● DOCUMENT SOURCE
· · ·

Dans le même temps, elle a aussi amené le Maroc à croire que celle-ci ne considère pas l’ouverture de consulats comme étant des violations du statut juridique du Sahara comme «territoire non autonome», reconnaissant, ainsi, tacitement sa souveraineté sur le territoire. Si l’Onu croyait fermement que la solution du conflit passe uniquement par le référendum, rien ne l’empêchait de publier un communiqué ou autre document officiel pour clarifier sa position et dire que les paramètres du conflit restent les mêmes depuis 1991 et que le référendum reste la condition sine qua non pour toute solution possible.

Rien ne l’empêchait non plus d’en faire de même en ce qui concerne l’ouverture de consulats au Sahara et dire clairement que cette ouverture n’est pas en conformité avec le droit international. Si elle l’avait fait, elle aurait envoyé un message au Maroc et aux pays qui pensent ouvrir des consulats au Sahara que leurs actes ne préjugent aucunement du statut juridique du territoire.

· · ·

(Enregistrements de données)

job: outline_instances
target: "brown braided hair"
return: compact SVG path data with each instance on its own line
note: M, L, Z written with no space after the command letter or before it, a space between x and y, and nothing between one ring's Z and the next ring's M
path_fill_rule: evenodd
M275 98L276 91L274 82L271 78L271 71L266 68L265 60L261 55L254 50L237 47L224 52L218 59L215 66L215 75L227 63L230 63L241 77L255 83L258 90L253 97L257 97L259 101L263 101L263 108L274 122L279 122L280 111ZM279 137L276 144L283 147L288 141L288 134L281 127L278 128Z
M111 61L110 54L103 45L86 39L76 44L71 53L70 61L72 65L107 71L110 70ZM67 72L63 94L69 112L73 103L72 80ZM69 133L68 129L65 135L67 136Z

· · ·

● TÂCHES À FAIRE
a) Citez intégralement le document source, sans y changer un seul mot.
b) Mettez dans un tableau Markdown, s'il vous plaît, les lignes des enregistrements en partant du début des enregistrements et en finissant par la ligne qui contient «path_fill_rule: evenodd», incluse. Les colonnes sont Rang et Ligne, et les lignes vides sont omises.

● LES RÉSULTATS
a)
Dans le même temps, elle a aussi amené le Maroc à croire que celle-ci ne considère pas l’ouverture de consulats comme étant des violations du statut juridique du Sahara comme «territoire non autonome», reconnaissant, ainsi, tacitement sa souveraineté sur le territoire. Si l’Onu croyait fermement que la solution du conflit passe uniquement par le référendum, rien ne l’empêchait de publier un communiqué ou autre document officiel pour clarifier sa position et dire que les paramètres du conflit restent les mêmes depuis 1991 et que le référendum reste la condition sine qua non pour toute solution possible.

Rien ne l’empêchait non plus d’en faire de même en ce qui concerne l’ouverture de consulats au Sahara et dire clairement que cette ouverture n’est pas en conformité avec le droit international. Si elle l’avait fait, elle aurait envoyé un message au Maroc et aux pays qui pensent ouvrir des consulats au Sahara que leurs actes ne préjugent aucunement du statut juridique du territoire.

b)
| Rang | Ligne |
|---|---|
| 1 | job: outline_instances |
| 2 | target: "brown braided hair" |
| 3 | return: compact SVG path data with each instance on its own line |
| 4 | note: M, L, Z written with no space after the command letter or before it, a space between x and y, and nothing between one ring's Z and the next ring's M |
| 5 | path_fill_rule: evenodd |